◆ **DOCUMENT EXCERPT**
= Beginning of Section =
# Occipital Nerve Stimulator



## lcole7465 (Mar 28, 2019)

The following procedure was performed by one of my pain docs... I'm stuck between coding this as 61885 or 64555 but leaning more towards 61885.

Procedure Performed: Placement of dual 8-electrode occipital stimulator for trial occipital stimulation.

Patient was placed in prone position, neck was slightly tucked, hair had been trimmed. The patients scalp and neck were prepped with betadine and sterilely draped. Bony landmarks were identified with fluoroscopy as well as palpitation.Beginning in the mid-line along with occipital ridge, after satisfactory local anesthesia, a curved 14-gauge Tuohy needle was advanced subcutaneously such as to lie along the occipital ridge in such a fashion to cover the tract of the greater and lesser occipital nerves bilaterally. Through this, starting on the left, an 8-electrode Boston Scientific lead was passed and the introducer needle was withdrawn. Fluoroscopy confirmed appropriate lead location. This exact technique was then repeated on the right side. Once lead position was satisfactory across the occipital ridge, the area was cleansed, anchoring devices placed over both leads and secured to the skin with nylon sutures.


----------



## dwaldman (Mar 31, 2019)

I would go with CPT 64555

AMA CPT Network
Question
What is the appropriate code to report if occipital nerve stimulation leads are placed under the skin near the great and lesser occipital nerves, and these leads are then attached to an implantable pulse generator that is also placed under the skin? 
Answer
Codes 64555, Percutaneous implantation of neurostimulator electrode array; peripheral nerve (excludes sacral nerve), and 64590, Insertion or replacement of peripheral or gastric neurostimulator pulse generator or receiver, direct or inductive coupling, should be reported. Because the great and lesser occipital nerves are peripheral nerves, it would not be appropriate to report either code 63650, Percutaneous implantation of neurostimulator electrode array, epidural, or 63685, Insertion or replacement of spinal neurostimulator pulse generator or receiver, direct or inductive coupling. 

AMA CPT Assistant January 2015
Surgery: Nervous System
Question: What is the appropriate code to report for neurostimulator implantation and placement of leads over a peripheral
nerve in the head for treatment of migraines?

Answer: It would be appropriate to report code 64555, Percutaneous implantation of neurostimulator electrode array; peripheral nerve (excludes sacral nerve), for the lead placement.
Insertion of the neurostimulator pulse generator would be reported with code 64590, Insertion or replacement of peripheral or gastric neurostimulator pulse generator
or receiver, direct or inductive coupling.


----------
= End of Section =
◆ **REQUIRED ACTIONS**
A - In the occipital nerve stimulator thread, what kind of needle was advanced subcutaneously along the occipital ridge?
B - Write out the stretch of the occipital nerve stimulator thread from "I would go with" through "generator or receiver, direct or inductive coupling.", switching "implantable pulse generator" to "implanted pulse generator".

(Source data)
= Beginning of Section =
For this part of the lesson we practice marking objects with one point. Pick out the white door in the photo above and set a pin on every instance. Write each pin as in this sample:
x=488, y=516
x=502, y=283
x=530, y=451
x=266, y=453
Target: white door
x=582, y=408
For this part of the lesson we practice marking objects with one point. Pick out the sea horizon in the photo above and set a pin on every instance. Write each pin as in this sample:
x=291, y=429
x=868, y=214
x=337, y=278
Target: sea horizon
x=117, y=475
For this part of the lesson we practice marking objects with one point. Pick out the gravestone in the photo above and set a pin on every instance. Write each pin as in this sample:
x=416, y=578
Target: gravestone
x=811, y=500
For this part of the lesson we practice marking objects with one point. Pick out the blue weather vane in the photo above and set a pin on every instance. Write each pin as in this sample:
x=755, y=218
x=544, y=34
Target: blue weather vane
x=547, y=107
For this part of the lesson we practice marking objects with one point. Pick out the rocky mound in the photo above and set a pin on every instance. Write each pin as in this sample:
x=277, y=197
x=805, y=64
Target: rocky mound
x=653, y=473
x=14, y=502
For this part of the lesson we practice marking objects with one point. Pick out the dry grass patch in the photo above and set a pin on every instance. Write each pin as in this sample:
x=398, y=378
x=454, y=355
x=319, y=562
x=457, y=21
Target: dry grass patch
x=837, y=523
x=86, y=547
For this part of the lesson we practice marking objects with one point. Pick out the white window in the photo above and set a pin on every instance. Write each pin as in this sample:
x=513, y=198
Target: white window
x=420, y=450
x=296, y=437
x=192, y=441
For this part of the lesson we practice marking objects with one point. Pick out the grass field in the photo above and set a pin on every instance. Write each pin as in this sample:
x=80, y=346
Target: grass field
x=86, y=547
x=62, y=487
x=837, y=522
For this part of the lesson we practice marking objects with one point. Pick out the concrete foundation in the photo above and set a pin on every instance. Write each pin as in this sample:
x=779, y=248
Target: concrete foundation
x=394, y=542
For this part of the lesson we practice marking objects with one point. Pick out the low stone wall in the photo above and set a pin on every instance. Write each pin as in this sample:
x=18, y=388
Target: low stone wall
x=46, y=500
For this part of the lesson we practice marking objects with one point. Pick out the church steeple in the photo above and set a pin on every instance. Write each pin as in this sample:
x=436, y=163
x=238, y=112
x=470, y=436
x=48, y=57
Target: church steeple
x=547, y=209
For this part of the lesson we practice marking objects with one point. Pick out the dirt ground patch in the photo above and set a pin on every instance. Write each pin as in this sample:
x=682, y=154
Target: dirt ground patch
= End of Section =
◆ **ANSWERS BY ITEM NUMBER**
A - A curved 14-gauge Tuohy needle.

B -
I would go with CPT 64555

AMA CPT Network
Question
What is the appropriate code to report if occipital nerve stimulation leads are placed under the skin near the great and lesser occipital nerves, and these leads are then attached to an implanted pulse generator that is also placed under the skin? 
Answer
Codes 64555, Percutaneous implantation of neurostimulator electrode array; peripheral nerve (excludes sacral nerve), and 64590, Insertion or replacement of peripheral or gastric neurostimulator pulse generator or receiver, direct or inductive coupling, should be reported. Because the great and lesser occipital nerves are peripheral nerves, it would not be appropriate to report either code 63650, Percutaneous implantation of neurostimulator electrode array, epidural, or 63685, Insertion or replacement of spinal neurostimulator pulse generator or receiver, direct or inductive coupling.